#### Supplied data:
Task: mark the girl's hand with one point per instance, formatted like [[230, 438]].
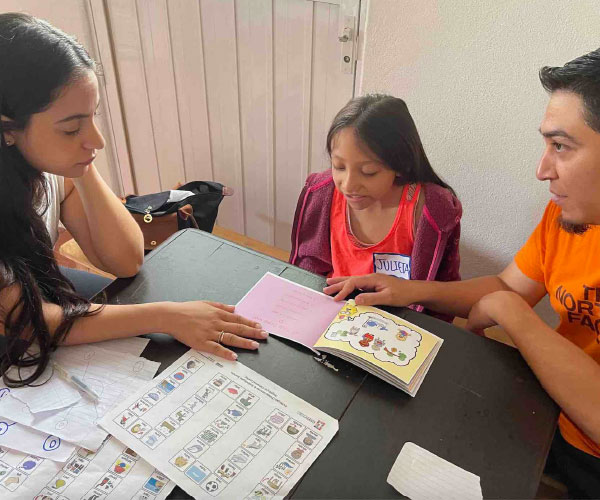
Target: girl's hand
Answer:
[[381, 289], [199, 325]]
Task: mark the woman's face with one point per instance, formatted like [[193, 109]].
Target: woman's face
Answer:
[[63, 139]]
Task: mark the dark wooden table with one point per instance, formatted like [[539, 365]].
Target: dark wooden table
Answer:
[[480, 406]]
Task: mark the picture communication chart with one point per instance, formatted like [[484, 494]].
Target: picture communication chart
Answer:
[[113, 472], [219, 429]]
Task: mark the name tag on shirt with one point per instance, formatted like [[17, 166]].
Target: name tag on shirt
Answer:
[[394, 264]]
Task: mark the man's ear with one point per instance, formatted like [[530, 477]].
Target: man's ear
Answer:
[[9, 136]]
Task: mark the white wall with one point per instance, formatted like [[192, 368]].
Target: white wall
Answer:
[[468, 72]]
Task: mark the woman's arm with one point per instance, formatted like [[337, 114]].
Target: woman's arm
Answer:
[[196, 324], [101, 225]]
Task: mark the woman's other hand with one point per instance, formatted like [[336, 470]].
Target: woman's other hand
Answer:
[[199, 325]]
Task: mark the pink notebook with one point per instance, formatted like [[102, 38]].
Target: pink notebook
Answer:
[[289, 310], [389, 347]]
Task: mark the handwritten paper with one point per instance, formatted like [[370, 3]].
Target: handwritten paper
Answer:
[[128, 345], [219, 429], [113, 472], [422, 475], [50, 393], [112, 375], [289, 310], [24, 439]]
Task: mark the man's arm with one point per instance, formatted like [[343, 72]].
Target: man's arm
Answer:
[[569, 375], [454, 297]]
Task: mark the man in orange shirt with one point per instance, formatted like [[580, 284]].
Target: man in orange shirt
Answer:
[[561, 258]]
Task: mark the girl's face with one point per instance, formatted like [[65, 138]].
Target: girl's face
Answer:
[[63, 138], [358, 174]]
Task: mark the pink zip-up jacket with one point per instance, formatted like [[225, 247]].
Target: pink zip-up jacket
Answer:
[[435, 254]]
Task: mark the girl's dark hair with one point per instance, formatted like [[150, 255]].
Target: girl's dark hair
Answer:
[[582, 77], [37, 61], [383, 123]]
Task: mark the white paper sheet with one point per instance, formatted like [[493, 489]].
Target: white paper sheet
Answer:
[[130, 345], [422, 475], [112, 375], [24, 439], [112, 473], [219, 429], [49, 394], [57, 393]]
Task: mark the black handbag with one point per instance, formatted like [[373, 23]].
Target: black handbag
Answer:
[[159, 218]]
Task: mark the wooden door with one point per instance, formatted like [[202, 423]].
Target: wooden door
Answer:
[[239, 91]]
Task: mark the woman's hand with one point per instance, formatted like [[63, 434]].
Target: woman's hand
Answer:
[[379, 289], [199, 325]]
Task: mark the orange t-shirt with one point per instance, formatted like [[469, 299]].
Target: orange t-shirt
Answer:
[[392, 255], [569, 267]]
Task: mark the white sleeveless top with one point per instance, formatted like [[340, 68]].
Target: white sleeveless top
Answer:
[[56, 195]]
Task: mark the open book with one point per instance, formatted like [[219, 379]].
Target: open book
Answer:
[[382, 344]]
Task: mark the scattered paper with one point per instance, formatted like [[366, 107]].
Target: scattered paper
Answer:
[[219, 429], [112, 375], [129, 345], [422, 475], [49, 394], [113, 472], [24, 439]]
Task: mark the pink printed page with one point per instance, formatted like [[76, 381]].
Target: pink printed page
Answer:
[[289, 310]]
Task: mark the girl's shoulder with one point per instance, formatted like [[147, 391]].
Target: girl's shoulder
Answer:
[[442, 206], [56, 187], [319, 180]]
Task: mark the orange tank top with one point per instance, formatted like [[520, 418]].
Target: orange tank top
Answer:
[[392, 255]]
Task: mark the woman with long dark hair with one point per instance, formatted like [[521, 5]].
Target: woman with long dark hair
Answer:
[[48, 142], [381, 208]]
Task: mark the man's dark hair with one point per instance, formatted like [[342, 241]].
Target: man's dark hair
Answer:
[[582, 77]]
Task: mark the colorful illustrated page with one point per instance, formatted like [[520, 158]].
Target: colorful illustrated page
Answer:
[[289, 310], [114, 472], [219, 429], [386, 341]]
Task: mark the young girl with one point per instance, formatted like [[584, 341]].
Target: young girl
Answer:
[[48, 142], [381, 208]]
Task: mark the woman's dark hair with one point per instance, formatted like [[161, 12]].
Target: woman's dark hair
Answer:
[[582, 77], [383, 123], [37, 61]]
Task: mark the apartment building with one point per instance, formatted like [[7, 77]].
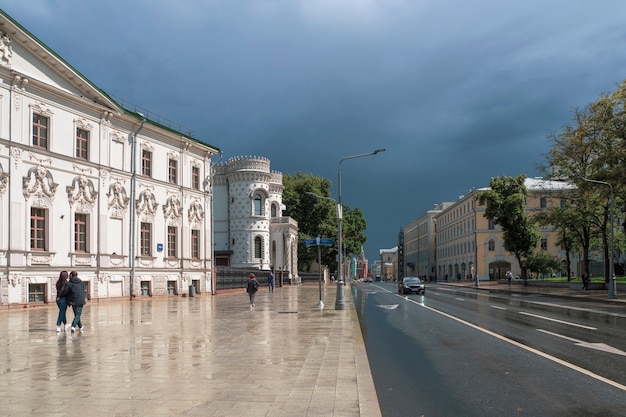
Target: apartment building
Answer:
[[418, 248], [465, 244], [89, 185]]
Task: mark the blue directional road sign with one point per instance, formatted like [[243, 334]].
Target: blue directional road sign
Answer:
[[319, 241]]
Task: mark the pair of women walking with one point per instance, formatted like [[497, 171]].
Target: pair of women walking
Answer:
[[70, 292]]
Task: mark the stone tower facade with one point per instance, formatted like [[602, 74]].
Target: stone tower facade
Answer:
[[250, 230]]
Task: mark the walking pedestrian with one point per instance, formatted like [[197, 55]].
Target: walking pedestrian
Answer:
[[251, 288], [585, 282], [61, 303], [270, 280], [74, 290]]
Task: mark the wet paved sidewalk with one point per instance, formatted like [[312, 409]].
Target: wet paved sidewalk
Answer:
[[200, 356]]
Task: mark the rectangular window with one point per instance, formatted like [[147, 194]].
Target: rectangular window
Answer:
[[36, 293], [145, 238], [146, 163], [80, 232], [145, 288], [195, 178], [172, 171], [82, 144], [37, 229], [172, 237], [195, 244], [40, 131]]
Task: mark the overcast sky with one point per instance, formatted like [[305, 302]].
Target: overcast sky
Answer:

#### What to do:
Could you replace "mark" with "locate" throughout all of the records above and write them out again with nothing else changed, leaving out the pictures?

#### Answer to the problem:
Task: locate the girl's hand with one point per instance, formatted like [[230, 438]].
Target: girl's hand
Answer:
[[381, 289], [199, 325]]
Task: locate the woman's face with one point per instance, formatted like [[193, 109]].
Target: woman's face
Answer:
[[63, 139]]
Task: locate the dark wooden table with one point per instance, formatted like [[539, 365]].
Target: dark wooden table
Answer:
[[480, 406]]
Task: locate the picture communication chart with one point per instance, formatted like [[484, 494]].
Target: picture communication chart
Answer:
[[113, 472], [219, 429]]
Task: locate the name tag on shirt with one point per instance, formatted like [[17, 166]].
Target: name tag on shirt
Answer:
[[394, 264]]
Task: locate the man's ear with one point per instance, formatted like [[530, 477]].
Target: man's ear
Answer:
[[9, 136]]
Task: locate the white wall with one point per instance, formatted like [[192, 368]].
Target: white wall
Answer:
[[468, 72]]
Task: locate the woman's arm with one point per instance, formatted like [[337, 114]].
Target: woman's arm
Answer:
[[196, 324], [101, 225]]
Task: locate the woman's other hand with one point per instance, formatted like [[336, 470]].
Target: woman's other hand
Answer:
[[199, 325]]
Task: locate the pink notebook with one point per instance, formatted like [[102, 38]].
Target: pink notebook
Answer:
[[289, 310], [389, 347]]
Task: locate the handwritten paper with one point per instance, formatted like [[370, 3]].
Target: handwritten paper
Answer:
[[128, 345], [219, 429], [113, 472], [422, 475], [50, 393], [112, 375], [289, 310], [24, 439]]
Task: locate the man's arm with one point per instance, formatted like [[343, 72]].
Target: man's arm
Answer:
[[569, 375], [454, 297]]
Task: locate the man in orange shirt with one point per instance, formatted like [[580, 284]].
Target: man in orange shirt
Answer:
[[561, 258]]
Task: locate the girl's face with one point per instance, formatted like [[65, 138]].
Target: girl's face
Answer:
[[63, 138], [358, 174]]
Task: locate the pink zip-up jacket with one point per instance, formatted like [[225, 247]].
Target: pink zip-up jacket
Answer:
[[435, 254]]
Task: locate the girl's dark hair with one point per instance, formatted like [[150, 255]].
Target: girl's dark hair
Answer:
[[582, 77], [37, 61], [383, 123]]
Task: locate the white paper sheet with one point per instance, formatted like [[493, 489]].
Target: white paper sheet
Answer:
[[130, 345], [422, 475], [112, 375], [24, 439], [112, 473], [219, 429], [49, 394], [57, 393]]
Task: locate the black handbag with one point per instance, formatted like [[373, 23]].
Target: black handbag
Answer:
[[159, 218]]
Task: locate the wooden door with one point per instance, formatted like [[202, 423]].
Target: wooden door
Answer:
[[239, 91]]
Task: locate the woman's hand with one point per instance, formatted like [[63, 434]].
Target: woman's hand
Answer:
[[379, 289], [199, 325]]
Task: locate the orange t-shirt with one point per instance, formatted like [[469, 299]].
Target: orange t-shirt
Answer:
[[392, 255], [569, 267]]
Task: locate the white sleeveless top with one point per instance, formatted like [[340, 68]].
Target: white sleeveless top
Answer:
[[56, 195]]
Task: locate the open book with one point per instance, formatted like [[219, 379]].
Target: open book
Answer:
[[382, 344]]
Task: locate the scattered paper with one point per instance, formatted like [[366, 107]].
Target: scattered paper
Answer:
[[219, 429], [112, 375], [129, 345], [422, 475], [49, 394], [113, 472], [24, 439]]
Task: locate the pink printed page with one point per instance, formatted like [[76, 381]].
Target: pink printed page
Answer:
[[289, 310]]
Task: locate the girl's shoulder with one point per instance, formatted like [[147, 391]].
Target: girl's shoulder
Answer:
[[442, 206], [56, 187], [319, 180]]
Task: locate the orange tank top with one point per instance, formatted like [[520, 418]].
Target: orange tank top
Answer:
[[392, 255]]
Task: locate the woman with long dark hair with one point per instance, formatted like [[521, 5]].
Target: woman with long dark hair
Answer:
[[48, 142], [381, 208]]
Task: locate the man's dark hair with one point per instance, formatted like [[342, 241]].
Target: man's dark hair
Answer:
[[582, 77]]
Task: locate the colorful illustrated page with one point per instance, formatted like [[520, 158]].
Target: colorful illustrated page
Answer:
[[289, 310], [114, 472], [219, 429], [386, 341]]
Task: locate the young girl with one point per instance, formatted like [[584, 341]].
Target: young girl
Answer:
[[48, 142], [381, 208]]
Task: locate the woman's dark hair with one point per instance, formatted like [[161, 12]].
Target: woman's dark hair
Answer:
[[582, 77], [383, 123], [37, 61]]
Task: locate the apartment building with one point per instance, formatted like [[7, 77]].
Target: apartment building
Answer:
[[418, 248], [465, 244], [89, 185]]
Task: locate the blue directional road sign with one point per instance, formatted like [[243, 334]].
Target: blue directional road sign
Answer:
[[319, 241]]
Task: locate the pair of women walking with one point per instance, formatted like [[497, 171]].
Target: pair of women walking
Answer:
[[70, 292]]
Task: locate the stone tower facade with one point per instance, formatted like [[602, 74]].
Target: stone tower facade
Answer:
[[250, 230]]
Task: locate the walking pedestrian with one point per instance, formatted like [[197, 55]].
Target: walking pedestrian
Answer:
[[251, 288], [585, 282], [61, 303], [270, 280], [74, 290]]
Task: locate the wet paved sidewalk with one point per instance, formatted like [[312, 409]].
Target: wet paved sidewalk
Answer:
[[200, 356]]
Task: locate the rectangular window with one point per instance, formatted like [[147, 194]].
Target: rectangular window
Answer:
[[36, 293], [145, 238], [146, 163], [80, 232], [145, 288], [195, 178], [172, 171], [82, 144], [37, 229], [172, 237], [195, 244], [40, 131]]
Task: locate the overcast sky with one point per instance, formatted like [[305, 302]].
Target: overcast sky
Answer:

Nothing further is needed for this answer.